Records
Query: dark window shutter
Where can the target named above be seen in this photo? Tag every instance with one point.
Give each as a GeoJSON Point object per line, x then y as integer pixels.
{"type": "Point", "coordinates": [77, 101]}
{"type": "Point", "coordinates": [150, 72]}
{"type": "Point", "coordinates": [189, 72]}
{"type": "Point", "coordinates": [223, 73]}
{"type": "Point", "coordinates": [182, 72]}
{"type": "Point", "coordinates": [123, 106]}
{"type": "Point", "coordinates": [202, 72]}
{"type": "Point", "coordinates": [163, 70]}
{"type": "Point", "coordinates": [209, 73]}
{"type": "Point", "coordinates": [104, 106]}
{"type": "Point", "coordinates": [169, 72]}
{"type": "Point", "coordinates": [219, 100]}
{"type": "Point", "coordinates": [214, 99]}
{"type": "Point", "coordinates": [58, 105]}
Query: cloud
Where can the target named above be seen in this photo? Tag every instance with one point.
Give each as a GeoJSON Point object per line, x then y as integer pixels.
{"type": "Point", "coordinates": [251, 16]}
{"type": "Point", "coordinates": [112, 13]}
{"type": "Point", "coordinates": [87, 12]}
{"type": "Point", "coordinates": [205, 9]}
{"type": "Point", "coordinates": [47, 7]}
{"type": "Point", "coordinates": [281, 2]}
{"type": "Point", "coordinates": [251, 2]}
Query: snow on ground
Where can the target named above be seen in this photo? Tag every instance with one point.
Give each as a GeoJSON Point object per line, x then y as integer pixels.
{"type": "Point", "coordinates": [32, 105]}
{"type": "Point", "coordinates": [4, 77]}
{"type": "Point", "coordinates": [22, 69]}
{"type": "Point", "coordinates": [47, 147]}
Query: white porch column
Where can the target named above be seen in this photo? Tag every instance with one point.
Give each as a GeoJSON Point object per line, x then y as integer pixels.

**TASK DETAILS:**
Transcribe the listing above line for line, with no changes.

**ANSWER FOR THIS EXERCISE:**
Query: dark window shutter
Where can the target named above be seen in this photo? Tag every instance with one point.
Give each as a GeoJSON Point object per line, x then y as integer pixels.
{"type": "Point", "coordinates": [77, 101]}
{"type": "Point", "coordinates": [150, 72]}
{"type": "Point", "coordinates": [189, 72]}
{"type": "Point", "coordinates": [223, 73]}
{"type": "Point", "coordinates": [182, 72]}
{"type": "Point", "coordinates": [123, 106]}
{"type": "Point", "coordinates": [202, 72]}
{"type": "Point", "coordinates": [163, 70]}
{"type": "Point", "coordinates": [209, 73]}
{"type": "Point", "coordinates": [104, 106]}
{"type": "Point", "coordinates": [169, 72]}
{"type": "Point", "coordinates": [219, 100]}
{"type": "Point", "coordinates": [214, 99]}
{"type": "Point", "coordinates": [58, 105]}
Query: cloud
Where can the target named above be seen in this photo? Tag every instance with one point.
Give each as a GeoJSON Point object per line, x then y as integer pixels.
{"type": "Point", "coordinates": [251, 16]}
{"type": "Point", "coordinates": [112, 13]}
{"type": "Point", "coordinates": [87, 12]}
{"type": "Point", "coordinates": [205, 9]}
{"type": "Point", "coordinates": [47, 7]}
{"type": "Point", "coordinates": [281, 2]}
{"type": "Point", "coordinates": [251, 2]}
Query: snow on ground
Where can the target named above be seen in this photo? Tag every instance with one point.
Give each as a GeoJSON Point object per line, x then y as integer pixels.
{"type": "Point", "coordinates": [32, 105]}
{"type": "Point", "coordinates": [4, 77]}
{"type": "Point", "coordinates": [22, 69]}
{"type": "Point", "coordinates": [47, 147]}
Query: white porch column
Where can the target named above be seen in this photo? Tag every instance with one point.
Give each as a GeoJSON Point object per line, x then y as integer pixels.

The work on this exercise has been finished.